The exercise | Can you output every line of the entries below as a numbered list, with blank lines dropped and the pictures left out?

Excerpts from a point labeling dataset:
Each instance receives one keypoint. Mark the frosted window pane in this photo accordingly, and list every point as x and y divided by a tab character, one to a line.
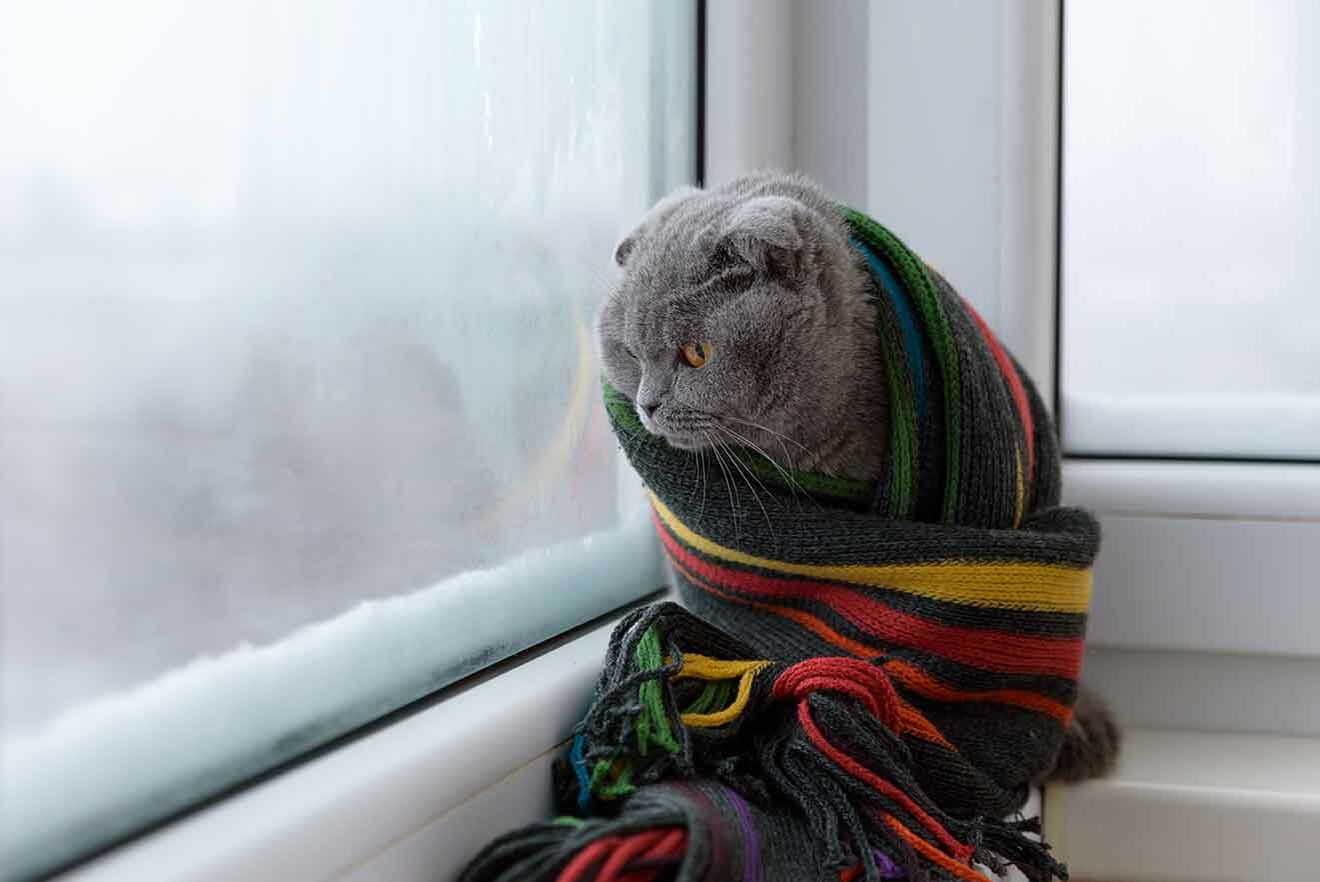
297	387
1191	275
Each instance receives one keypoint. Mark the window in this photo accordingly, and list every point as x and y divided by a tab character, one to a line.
296	371
1191	324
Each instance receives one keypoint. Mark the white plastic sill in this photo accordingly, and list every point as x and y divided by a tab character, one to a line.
349	808
412	802
1195	807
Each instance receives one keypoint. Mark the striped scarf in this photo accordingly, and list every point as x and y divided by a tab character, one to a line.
865	681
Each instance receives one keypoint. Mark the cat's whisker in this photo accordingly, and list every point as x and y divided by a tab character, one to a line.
701	465
743	470
720	461
749	475
768	431
793	486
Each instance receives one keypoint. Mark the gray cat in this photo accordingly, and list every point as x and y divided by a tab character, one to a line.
758	279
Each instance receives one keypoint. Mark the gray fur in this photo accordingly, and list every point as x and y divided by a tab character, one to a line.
760	270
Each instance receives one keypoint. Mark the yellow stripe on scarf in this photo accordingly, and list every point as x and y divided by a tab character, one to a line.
1010	585
701	667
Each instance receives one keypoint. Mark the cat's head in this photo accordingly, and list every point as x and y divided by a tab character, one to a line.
733	313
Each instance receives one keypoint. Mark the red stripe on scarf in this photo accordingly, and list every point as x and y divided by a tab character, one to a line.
989	650
1015	387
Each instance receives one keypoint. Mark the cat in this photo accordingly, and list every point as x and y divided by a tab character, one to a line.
755	283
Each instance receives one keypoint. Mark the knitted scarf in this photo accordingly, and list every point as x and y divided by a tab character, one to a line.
867	678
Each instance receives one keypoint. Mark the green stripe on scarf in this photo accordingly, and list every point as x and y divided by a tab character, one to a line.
846	695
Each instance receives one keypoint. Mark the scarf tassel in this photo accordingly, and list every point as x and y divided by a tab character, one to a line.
826	734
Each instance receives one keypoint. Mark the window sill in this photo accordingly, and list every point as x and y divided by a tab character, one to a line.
1193	806
421	782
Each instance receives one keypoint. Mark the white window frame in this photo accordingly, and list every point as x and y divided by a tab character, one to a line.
1205	565
416	798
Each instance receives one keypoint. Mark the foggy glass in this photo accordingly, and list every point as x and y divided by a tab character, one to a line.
1191	213
296	308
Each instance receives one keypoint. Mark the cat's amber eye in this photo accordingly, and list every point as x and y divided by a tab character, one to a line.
696	354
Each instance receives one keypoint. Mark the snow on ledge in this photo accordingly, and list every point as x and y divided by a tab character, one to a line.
111	766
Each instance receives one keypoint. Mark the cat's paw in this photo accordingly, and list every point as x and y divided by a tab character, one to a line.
1090	742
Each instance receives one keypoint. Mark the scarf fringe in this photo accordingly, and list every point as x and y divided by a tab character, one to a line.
853	795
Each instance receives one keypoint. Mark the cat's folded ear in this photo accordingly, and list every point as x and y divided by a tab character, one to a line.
655	217
768	233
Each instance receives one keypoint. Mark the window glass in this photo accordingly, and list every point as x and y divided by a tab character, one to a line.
298	399
1191	318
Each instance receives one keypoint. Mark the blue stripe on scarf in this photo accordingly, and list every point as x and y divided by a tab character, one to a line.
907	321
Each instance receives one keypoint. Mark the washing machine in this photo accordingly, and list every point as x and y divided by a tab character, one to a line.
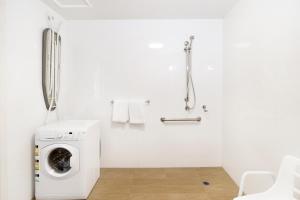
67	160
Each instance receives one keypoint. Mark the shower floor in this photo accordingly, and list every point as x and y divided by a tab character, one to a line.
164	184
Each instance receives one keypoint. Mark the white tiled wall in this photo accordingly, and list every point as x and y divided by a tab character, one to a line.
112	59
261	84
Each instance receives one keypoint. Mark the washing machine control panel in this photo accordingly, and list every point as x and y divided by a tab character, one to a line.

Right answer |
1. Each instance receives one keypoint. Mark the frosted window pane in this photo accordingly, and list every point as x and y divided by a tab character, one to a line.
2. 297	387
3. 1191	275
4. Each instance receives one keypoint. Mark the window in this photo accordingly, and list every point as x and y divided by a tab character, one to a line.
5. 296	371
6. 1191	324
7. Each instance receives one keypoint. Mark the white plastic sill in this photo accordingly, and list every point as x and y divided by a tab character, one to a line.
8. 349	808
9. 412	802
10. 1195	807
11. Each instance receives one keypoint. Mark the striped scarf in this photo accordingly, and list every point as x and y divided by a tab character, one to a line.
12. 865	681
13. Each instance receives one keypoint. Mark the cat's whisker in this photo accordingly, and list every point as x and y divided by a tab character, one to a line.
14. 701	465
15. 743	470
16. 720	461
17. 749	475
18. 768	431
19. 793	486
20. Each instance receives one keypoint. Mark the gray cat in this photo accordingly, and list every point as x and y divided by a tab character, one to a line.
21. 758	279
22. Each instance receives one keypoint. Mark the gray fur in this photo accordingly, and list every point as x and y divided by a tab character, one to a line.
23. 760	270
24. Each instance receives one keypoint. Mark the yellow stripe on scarf in this photo accordingly, and list every point as x and y divided by a tab character, one to a line.
25. 1010	585
26. 701	667
27. Each instance receives one keypoint. Mark the cat's head in this photo accordingly, and list every point as x and y divided by a tab character, one to a line.
28. 733	313
29. Each instance receives one keypoint. Mark the red stripe on scarf in this photo accordingly, and list every point as x and y divided by a tab character, one to a line.
30. 989	650
31. 1015	387
32. Each instance receives one keypoint. Mark the cat in this photo accordingly, and list every point as x and y divided by a tab character, one to a line.
33. 755	283
34. Each instance receives one keypoint. Mark the knitted scarf in this photo accordingly, and list every point as x and y divided by a tab character, one to a line.
35. 867	678
36. Each instance receives one keypoint. Mark the green stripe on scarf in this photo accordingly, and list every point as x and y divided by a tab character, one to a line.
37. 846	695
38. Each instance receives one keypoint. Mark the scarf tassel in this photo accordingly, and list every point as x and y divided by a tab character, one to a line.
39. 826	734
40. Each instance receives one keypoint. Mark the window sill in this photo accordingly, and list every point as x and y divided by a tab character, one to a line.
41. 1193	806
42. 421	782
43. Each instance receives one keypoint. Mark the white window frame in this photo accordingly, and list every point as x and y divided by a tab character, one to a line.
44. 1205	565
45. 416	798
46. Each instance receives one keypoint. Mark the foggy glass in this photo accordingly, and list every point as x and y divided by a tab character, one to a line.
47. 1191	213
48. 296	308
49. Each instance receives one keypoint. Mark the cat's amber eye in this photo accordingly, and list every point as x and y divided by a tab character, one to a line.
50. 696	354
51. Each instance receives one keypoint. Mark the snow on ledge in this photo accordingly, and list every point as x and y divided by a tab character, one to a line.
52. 111	766
53. Each instance receives one keypoint. Mark the cat's paw in this photo accordingly, and list every point as x and y divided by a tab character, one to a line.
54. 1090	742
55. Each instance receives one keypoint. Mark the scarf fringe in this photo accordingly, and list every point as x and y divided by a tab character, one to a line.
56. 853	795
57. Each instance receives one keypoint. Mark the cat's folded ear in this photo accordingly, and list every point as x and y divided by a tab character, one to a line.
58. 655	217
59. 768	233
60. Each instance receives one keypoint. Mark the window glass in this photo accordingly, and list every point as x and y divided by a tab character, one to a line.
61. 298	399
62. 1191	318
63. Each instance receives one keypoint. Mark the blue stripe on scarf in this photo accordingly, and list every point as x and y divided by a tab character, one to a line.
64. 907	321
65. Each instance receives one keypoint. Mark the washing machine in this photo accordingly, and list every point as x and y divided by a tab character, one to a line.
66. 67	160
67. Each instance receives one keypoint. Mark the shower floor in this photo accordingly, and list every point as x and y divided by a tab character, one to a line.
68. 164	184
69. Each instance receives one keypoint. Mark the white tiled wall in this photo accordingly, and list every point as x and y divided by a tab character, one to a line.
70. 112	59
71. 261	84
72. Each instance receives one keypoint. Mark the washing machine control panel in this photo accordingly, and list every point as x and y divided by a tab character, one to a line.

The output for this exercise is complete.